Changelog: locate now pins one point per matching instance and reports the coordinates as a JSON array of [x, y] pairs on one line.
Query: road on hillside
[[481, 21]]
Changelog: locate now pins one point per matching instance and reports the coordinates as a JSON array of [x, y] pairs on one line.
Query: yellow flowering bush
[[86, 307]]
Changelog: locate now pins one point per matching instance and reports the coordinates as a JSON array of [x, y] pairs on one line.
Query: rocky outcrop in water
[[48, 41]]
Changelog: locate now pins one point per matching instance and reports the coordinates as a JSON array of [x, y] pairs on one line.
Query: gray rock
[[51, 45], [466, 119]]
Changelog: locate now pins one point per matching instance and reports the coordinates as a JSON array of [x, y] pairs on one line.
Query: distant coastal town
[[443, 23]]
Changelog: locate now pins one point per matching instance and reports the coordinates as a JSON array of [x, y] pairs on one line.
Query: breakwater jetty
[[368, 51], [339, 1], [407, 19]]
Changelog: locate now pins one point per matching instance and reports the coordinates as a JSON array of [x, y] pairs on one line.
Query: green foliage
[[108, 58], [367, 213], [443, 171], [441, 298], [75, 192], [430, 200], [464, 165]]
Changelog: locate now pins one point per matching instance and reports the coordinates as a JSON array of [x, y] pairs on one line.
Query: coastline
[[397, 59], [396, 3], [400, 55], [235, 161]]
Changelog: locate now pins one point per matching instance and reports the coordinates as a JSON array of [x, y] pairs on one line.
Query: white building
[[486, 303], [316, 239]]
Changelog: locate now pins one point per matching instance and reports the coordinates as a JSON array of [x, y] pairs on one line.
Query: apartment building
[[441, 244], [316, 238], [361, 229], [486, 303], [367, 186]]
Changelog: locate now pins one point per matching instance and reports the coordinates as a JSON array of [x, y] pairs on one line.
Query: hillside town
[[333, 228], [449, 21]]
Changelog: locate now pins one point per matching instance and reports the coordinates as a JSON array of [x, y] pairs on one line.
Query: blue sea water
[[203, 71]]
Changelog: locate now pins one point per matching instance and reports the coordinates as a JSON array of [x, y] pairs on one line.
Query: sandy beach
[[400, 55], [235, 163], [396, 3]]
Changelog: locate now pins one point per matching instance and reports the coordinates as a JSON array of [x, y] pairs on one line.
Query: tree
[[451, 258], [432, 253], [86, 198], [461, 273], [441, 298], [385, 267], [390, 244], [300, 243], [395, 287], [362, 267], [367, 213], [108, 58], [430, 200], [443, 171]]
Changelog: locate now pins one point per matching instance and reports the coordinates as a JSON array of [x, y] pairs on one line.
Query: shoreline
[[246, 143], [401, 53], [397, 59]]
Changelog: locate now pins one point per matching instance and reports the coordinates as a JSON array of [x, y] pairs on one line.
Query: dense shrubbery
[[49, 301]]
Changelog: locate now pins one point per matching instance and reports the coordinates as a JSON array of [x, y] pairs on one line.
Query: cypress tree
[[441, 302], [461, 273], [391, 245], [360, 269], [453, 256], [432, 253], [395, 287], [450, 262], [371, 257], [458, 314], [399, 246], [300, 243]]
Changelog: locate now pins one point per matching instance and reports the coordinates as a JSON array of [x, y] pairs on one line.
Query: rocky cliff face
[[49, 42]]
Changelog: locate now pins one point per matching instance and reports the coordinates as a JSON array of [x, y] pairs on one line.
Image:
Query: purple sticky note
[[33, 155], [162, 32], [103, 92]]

----

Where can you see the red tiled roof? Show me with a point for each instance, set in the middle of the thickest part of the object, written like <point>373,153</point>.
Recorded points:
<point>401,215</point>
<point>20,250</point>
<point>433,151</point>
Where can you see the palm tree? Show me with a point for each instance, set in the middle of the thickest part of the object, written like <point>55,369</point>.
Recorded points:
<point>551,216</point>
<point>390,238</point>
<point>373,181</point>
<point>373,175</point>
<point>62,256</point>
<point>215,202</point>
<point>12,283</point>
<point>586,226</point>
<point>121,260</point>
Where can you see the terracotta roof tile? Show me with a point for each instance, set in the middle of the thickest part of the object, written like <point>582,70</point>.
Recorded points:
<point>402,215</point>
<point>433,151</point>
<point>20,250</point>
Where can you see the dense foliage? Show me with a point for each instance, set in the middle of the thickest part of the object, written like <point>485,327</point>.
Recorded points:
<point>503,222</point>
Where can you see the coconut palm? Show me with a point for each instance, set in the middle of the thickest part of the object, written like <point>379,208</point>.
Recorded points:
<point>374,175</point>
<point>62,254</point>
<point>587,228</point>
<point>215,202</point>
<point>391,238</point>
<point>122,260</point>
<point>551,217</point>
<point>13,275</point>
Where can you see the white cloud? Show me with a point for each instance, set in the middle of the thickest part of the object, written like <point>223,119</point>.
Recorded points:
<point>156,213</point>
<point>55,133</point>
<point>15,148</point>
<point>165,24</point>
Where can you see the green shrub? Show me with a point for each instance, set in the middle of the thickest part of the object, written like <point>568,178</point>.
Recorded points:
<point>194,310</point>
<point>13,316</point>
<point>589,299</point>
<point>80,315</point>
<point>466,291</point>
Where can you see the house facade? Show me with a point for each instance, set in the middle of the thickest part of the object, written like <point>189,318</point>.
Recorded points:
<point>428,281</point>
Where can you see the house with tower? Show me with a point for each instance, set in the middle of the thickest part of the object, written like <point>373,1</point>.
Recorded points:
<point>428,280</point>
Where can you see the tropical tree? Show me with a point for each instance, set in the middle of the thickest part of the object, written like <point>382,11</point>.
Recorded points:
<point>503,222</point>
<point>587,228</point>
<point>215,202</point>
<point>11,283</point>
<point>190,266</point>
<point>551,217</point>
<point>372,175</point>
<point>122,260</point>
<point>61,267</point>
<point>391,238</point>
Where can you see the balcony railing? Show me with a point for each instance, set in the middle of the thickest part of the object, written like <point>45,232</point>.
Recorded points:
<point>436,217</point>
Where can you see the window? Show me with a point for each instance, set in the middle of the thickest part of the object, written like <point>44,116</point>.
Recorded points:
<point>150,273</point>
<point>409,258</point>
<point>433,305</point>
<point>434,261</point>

----

## Work instructions:
Everything above from the line with "Where can you see the green" to the line with "Where can you see the house facade?", both included, must be repeated exactly, and nothing outside that range.

## Your response:
Where can you see the green shrub? Show me with a point for each instance, set in the middle of the thickest part of the object, written like <point>568,178</point>.
Recorded points:
<point>194,310</point>
<point>13,316</point>
<point>589,299</point>
<point>80,315</point>
<point>466,291</point>
Where can you see the house facade? Show me with a point for each instance, set in the middle of the thickest part of the object, written like <point>189,318</point>.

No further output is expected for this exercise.